• **Task description**: All of the material below is to be repeated exactly.

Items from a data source
··········
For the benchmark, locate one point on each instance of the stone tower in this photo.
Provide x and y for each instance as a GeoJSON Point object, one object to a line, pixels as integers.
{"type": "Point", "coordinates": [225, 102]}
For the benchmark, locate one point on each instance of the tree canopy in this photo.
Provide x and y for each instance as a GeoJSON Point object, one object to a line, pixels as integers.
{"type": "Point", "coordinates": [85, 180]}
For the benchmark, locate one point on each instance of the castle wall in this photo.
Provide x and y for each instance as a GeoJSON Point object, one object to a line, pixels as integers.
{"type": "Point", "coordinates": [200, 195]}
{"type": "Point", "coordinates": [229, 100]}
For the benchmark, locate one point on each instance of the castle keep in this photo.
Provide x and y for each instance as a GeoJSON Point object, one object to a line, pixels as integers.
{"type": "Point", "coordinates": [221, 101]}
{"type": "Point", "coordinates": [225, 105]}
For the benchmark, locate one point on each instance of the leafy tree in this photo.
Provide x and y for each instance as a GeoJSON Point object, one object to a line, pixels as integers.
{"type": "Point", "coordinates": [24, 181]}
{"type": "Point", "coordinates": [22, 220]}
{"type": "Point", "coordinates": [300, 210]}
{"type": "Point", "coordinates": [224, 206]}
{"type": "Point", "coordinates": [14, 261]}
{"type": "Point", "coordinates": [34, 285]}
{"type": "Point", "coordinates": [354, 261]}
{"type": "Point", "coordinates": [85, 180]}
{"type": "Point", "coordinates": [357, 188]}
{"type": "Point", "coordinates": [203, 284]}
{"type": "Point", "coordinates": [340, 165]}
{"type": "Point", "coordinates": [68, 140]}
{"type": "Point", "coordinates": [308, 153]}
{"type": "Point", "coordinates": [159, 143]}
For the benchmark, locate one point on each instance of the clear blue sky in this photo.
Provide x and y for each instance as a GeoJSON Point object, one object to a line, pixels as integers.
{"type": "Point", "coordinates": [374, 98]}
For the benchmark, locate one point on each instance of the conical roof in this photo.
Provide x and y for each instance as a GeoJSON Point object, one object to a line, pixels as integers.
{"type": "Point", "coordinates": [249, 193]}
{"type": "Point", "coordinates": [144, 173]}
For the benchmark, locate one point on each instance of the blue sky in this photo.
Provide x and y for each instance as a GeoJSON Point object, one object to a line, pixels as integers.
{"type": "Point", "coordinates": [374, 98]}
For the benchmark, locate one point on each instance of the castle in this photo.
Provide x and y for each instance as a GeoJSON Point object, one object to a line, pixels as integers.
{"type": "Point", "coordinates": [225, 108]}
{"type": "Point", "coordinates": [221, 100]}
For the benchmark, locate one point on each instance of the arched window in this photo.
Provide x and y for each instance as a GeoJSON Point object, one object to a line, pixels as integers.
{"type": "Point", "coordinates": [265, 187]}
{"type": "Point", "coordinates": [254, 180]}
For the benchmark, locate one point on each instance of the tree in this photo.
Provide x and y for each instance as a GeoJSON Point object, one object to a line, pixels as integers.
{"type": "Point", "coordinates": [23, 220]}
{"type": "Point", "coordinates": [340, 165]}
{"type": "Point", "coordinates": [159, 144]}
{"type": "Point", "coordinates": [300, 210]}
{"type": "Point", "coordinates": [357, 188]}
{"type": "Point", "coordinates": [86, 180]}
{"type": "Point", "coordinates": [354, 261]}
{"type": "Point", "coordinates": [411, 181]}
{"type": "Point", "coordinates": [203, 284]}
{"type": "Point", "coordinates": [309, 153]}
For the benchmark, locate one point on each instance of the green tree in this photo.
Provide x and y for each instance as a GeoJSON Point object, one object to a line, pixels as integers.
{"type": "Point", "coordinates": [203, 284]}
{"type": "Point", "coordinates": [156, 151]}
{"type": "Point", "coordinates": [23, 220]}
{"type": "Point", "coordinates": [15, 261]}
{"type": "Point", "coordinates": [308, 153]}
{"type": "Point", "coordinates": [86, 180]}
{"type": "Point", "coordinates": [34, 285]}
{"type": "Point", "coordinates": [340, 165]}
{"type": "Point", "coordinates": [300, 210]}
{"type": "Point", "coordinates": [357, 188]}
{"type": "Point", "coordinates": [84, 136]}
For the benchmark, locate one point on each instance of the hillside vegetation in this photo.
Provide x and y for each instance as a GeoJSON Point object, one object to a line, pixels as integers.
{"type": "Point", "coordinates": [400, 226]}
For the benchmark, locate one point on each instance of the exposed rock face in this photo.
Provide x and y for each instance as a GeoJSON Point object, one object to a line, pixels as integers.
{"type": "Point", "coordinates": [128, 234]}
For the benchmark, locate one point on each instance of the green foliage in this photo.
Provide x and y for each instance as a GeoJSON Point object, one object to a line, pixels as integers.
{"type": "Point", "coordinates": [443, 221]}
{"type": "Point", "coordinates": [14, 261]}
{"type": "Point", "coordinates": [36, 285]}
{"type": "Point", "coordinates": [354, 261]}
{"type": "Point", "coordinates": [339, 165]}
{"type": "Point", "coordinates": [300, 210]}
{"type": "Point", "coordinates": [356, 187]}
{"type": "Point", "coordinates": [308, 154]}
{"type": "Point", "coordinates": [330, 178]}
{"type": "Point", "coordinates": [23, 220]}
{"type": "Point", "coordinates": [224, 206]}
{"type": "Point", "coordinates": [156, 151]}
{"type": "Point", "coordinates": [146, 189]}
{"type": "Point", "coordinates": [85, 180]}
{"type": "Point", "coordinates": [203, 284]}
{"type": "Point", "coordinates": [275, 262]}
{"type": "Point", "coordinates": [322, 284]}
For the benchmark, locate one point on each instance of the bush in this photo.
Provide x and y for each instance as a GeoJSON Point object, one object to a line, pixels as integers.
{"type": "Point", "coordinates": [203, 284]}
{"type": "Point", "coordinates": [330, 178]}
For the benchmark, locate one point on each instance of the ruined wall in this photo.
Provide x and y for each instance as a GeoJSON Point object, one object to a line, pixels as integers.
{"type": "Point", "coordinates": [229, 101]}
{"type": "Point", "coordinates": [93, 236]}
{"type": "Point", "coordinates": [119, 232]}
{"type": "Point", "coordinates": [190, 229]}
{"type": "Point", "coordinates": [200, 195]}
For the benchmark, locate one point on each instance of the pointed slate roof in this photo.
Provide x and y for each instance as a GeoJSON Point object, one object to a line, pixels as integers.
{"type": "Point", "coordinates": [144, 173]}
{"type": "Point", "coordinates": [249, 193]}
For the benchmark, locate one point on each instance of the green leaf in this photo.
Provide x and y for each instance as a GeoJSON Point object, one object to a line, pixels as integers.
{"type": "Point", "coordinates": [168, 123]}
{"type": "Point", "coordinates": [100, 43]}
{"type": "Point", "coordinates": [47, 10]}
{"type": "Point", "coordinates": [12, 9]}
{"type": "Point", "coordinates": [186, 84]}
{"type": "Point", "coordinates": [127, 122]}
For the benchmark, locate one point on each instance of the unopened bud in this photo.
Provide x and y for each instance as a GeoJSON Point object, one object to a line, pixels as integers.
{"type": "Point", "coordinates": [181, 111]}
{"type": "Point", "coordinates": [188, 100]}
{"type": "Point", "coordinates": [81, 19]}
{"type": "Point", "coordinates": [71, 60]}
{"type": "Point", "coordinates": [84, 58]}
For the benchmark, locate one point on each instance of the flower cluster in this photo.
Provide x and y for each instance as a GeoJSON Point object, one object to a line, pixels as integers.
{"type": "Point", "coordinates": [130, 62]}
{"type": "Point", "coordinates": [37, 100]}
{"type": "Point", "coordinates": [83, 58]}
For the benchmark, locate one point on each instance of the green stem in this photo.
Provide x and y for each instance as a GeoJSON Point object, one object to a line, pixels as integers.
··········
• **Answer to the task**:
For the benchmark, locate one point on each instance of the stone tower in this photo.
Provide x and y for each instance as a GeoJSON Point object, one object to a line, pixels as integers.
{"type": "Point", "coordinates": [225, 102]}
For the benchmark, locate one point on each instance of the tree canopy in this photo.
Provide x and y for each instance as a GeoJSON Point object, one object to a line, pixels as integers.
{"type": "Point", "coordinates": [85, 180]}
For the benchmark, locate one point on each instance of the castle wall in this photo.
Provide x and y for each instance as a GeoJSON Point object, one object to a line, pixels as integers.
{"type": "Point", "coordinates": [200, 195]}
{"type": "Point", "coordinates": [229, 100]}
For the benchmark, locate one point on each instance of the castle keep in this photo.
Provide x and y for each instance as a GeoJSON Point object, one object to a line, pixels as integers.
{"type": "Point", "coordinates": [221, 101]}
{"type": "Point", "coordinates": [225, 105]}
For the benchmark, locate one point on each instance of the leafy tree in this photo.
Provide x and y for each instance as a GeoJSON Point object, one object to a line, pixels as integers.
{"type": "Point", "coordinates": [24, 181]}
{"type": "Point", "coordinates": [22, 220]}
{"type": "Point", "coordinates": [300, 210]}
{"type": "Point", "coordinates": [224, 206]}
{"type": "Point", "coordinates": [14, 261]}
{"type": "Point", "coordinates": [34, 285]}
{"type": "Point", "coordinates": [354, 261]}
{"type": "Point", "coordinates": [85, 180]}
{"type": "Point", "coordinates": [357, 188]}
{"type": "Point", "coordinates": [203, 284]}
{"type": "Point", "coordinates": [340, 165]}
{"type": "Point", "coordinates": [68, 140]}
{"type": "Point", "coordinates": [308, 153]}
{"type": "Point", "coordinates": [159, 143]}
For the benchmark, locate one point on each instance of the clear blue sky in this photo.
Provide x and y for each instance as a GeoJSON Point object, one object to a line, pixels as integers.
{"type": "Point", "coordinates": [374, 98]}
For the benchmark, locate one point on each instance of the conical roof in this photo.
Provide x and y for each instance as a GeoJSON Point object, one object to a line, pixels as integers.
{"type": "Point", "coordinates": [249, 193]}
{"type": "Point", "coordinates": [144, 173]}
For the benchmark, locate one point on each instance of the blue sky in this photo.
Provide x and y for each instance as a GeoJSON Point object, one object to a line, pixels as integers.
{"type": "Point", "coordinates": [374, 98]}
For the benchmark, locate one point on each instance of the castle in this photo.
Provide x and y for each instance as a GeoJSON Point object, one object to a line, pixels as integers.
{"type": "Point", "coordinates": [225, 108]}
{"type": "Point", "coordinates": [221, 100]}
For the benchmark, locate one point on each instance of the arched window in this photo.
Provide x and y for each instance as a GeoJSON Point object, one object to a line, pixels as integers.
{"type": "Point", "coordinates": [265, 187]}
{"type": "Point", "coordinates": [254, 180]}
For the benchmark, locate one point on each instance of the tree in this photo.
Provide x and y for each instance as a GeoJSON Point object, one object to a line, pixels as integers.
{"type": "Point", "coordinates": [23, 220]}
{"type": "Point", "coordinates": [340, 165]}
{"type": "Point", "coordinates": [159, 144]}
{"type": "Point", "coordinates": [300, 210]}
{"type": "Point", "coordinates": [357, 188]}
{"type": "Point", "coordinates": [86, 180]}
{"type": "Point", "coordinates": [354, 261]}
{"type": "Point", "coordinates": [411, 181]}
{"type": "Point", "coordinates": [203, 284]}
{"type": "Point", "coordinates": [309, 153]}
For the benchmark, locate one point on each instance of the green tree in this photo.
Provide x and y for each instance as a GeoJSON Point object, one object to a line, pixels as integers.
{"type": "Point", "coordinates": [203, 284]}
{"type": "Point", "coordinates": [156, 151]}
{"type": "Point", "coordinates": [23, 220]}
{"type": "Point", "coordinates": [15, 261]}
{"type": "Point", "coordinates": [308, 153]}
{"type": "Point", "coordinates": [86, 180]}
{"type": "Point", "coordinates": [34, 285]}
{"type": "Point", "coordinates": [340, 165]}
{"type": "Point", "coordinates": [300, 210]}
{"type": "Point", "coordinates": [357, 188]}
{"type": "Point", "coordinates": [84, 136]}
For the benchmark, locate one point on each instance of the hillside vegetation in this photo.
Provide x and y for each instance as a GeoJSON Point object, one object to a line, pixels as integers.
{"type": "Point", "coordinates": [400, 226]}
For the benchmark, locate one point on each instance of the exposed rock face in this photo.
Provide x and y for each instance as a GeoJSON Point object, one object to a line, pixels as integers.
{"type": "Point", "coordinates": [128, 234]}
For the benchmark, locate one point on each instance of the green foliage in this photo.
Provide x and y for each instance as a GeoJSON Point object, one object to a line, pixels as integers.
{"type": "Point", "coordinates": [443, 221]}
{"type": "Point", "coordinates": [14, 261]}
{"type": "Point", "coordinates": [36, 285]}
{"type": "Point", "coordinates": [354, 261]}
{"type": "Point", "coordinates": [339, 165]}
{"type": "Point", "coordinates": [300, 210]}
{"type": "Point", "coordinates": [356, 187]}
{"type": "Point", "coordinates": [308, 154]}
{"type": "Point", "coordinates": [330, 178]}
{"type": "Point", "coordinates": [23, 220]}
{"type": "Point", "coordinates": [224, 206]}
{"type": "Point", "coordinates": [156, 151]}
{"type": "Point", "coordinates": [146, 189]}
{"type": "Point", "coordinates": [85, 180]}
{"type": "Point", "coordinates": [203, 284]}
{"type": "Point", "coordinates": [275, 262]}
{"type": "Point", "coordinates": [322, 284]}
For the benchmark, locate one point on each instance of the bush in this photo.
Provide x and y for each instance as a GeoJSON Point object, one object to a line, pixels as integers.
{"type": "Point", "coordinates": [203, 284]}
{"type": "Point", "coordinates": [330, 178]}
For the benchmark, locate one point on each instance of the ruined wall in this photo.
Provide x and y for each instance as a GeoJSON Point object, one object to a line, pixels as integers.
{"type": "Point", "coordinates": [229, 101]}
{"type": "Point", "coordinates": [93, 236]}
{"type": "Point", "coordinates": [119, 232]}
{"type": "Point", "coordinates": [190, 229]}
{"type": "Point", "coordinates": [200, 195]}
For the benchmark, locate one point on each instance of the pointed slate roof in this photo.
Provide x and y for each instance as a GeoJSON Point object, one object to a line, pixels as integers.
{"type": "Point", "coordinates": [144, 173]}
{"type": "Point", "coordinates": [249, 193]}
For the benchmark, locate one point on each instance of the green leaf in this photo.
Provide x and y for each instance as a GeoJSON Point object, one object to a line, pixels as integers.
{"type": "Point", "coordinates": [168, 123]}
{"type": "Point", "coordinates": [100, 43]}
{"type": "Point", "coordinates": [47, 10]}
{"type": "Point", "coordinates": [12, 9]}
{"type": "Point", "coordinates": [186, 84]}
{"type": "Point", "coordinates": [127, 122]}
For the benchmark, locate one point on each instance of the unopened bud in this photo.
Provide x and y for each instance as a GeoJSON Point object, one object to a line, pixels as integers.
{"type": "Point", "coordinates": [181, 111]}
{"type": "Point", "coordinates": [188, 100]}
{"type": "Point", "coordinates": [81, 19]}
{"type": "Point", "coordinates": [71, 60]}
{"type": "Point", "coordinates": [84, 58]}
For the benchmark, locate one point on each instance of the flower cluster in this photo.
Provide x and y for each instance as a GeoJSON Point object, one object to a line, pixels as integers.
{"type": "Point", "coordinates": [130, 62]}
{"type": "Point", "coordinates": [37, 100]}
{"type": "Point", "coordinates": [83, 58]}
For the benchmark, locate one point on each instance of the green stem in this photo.
Provide x and y for each instance as a GeoJSON Point object, one object to a line, pixels as integers.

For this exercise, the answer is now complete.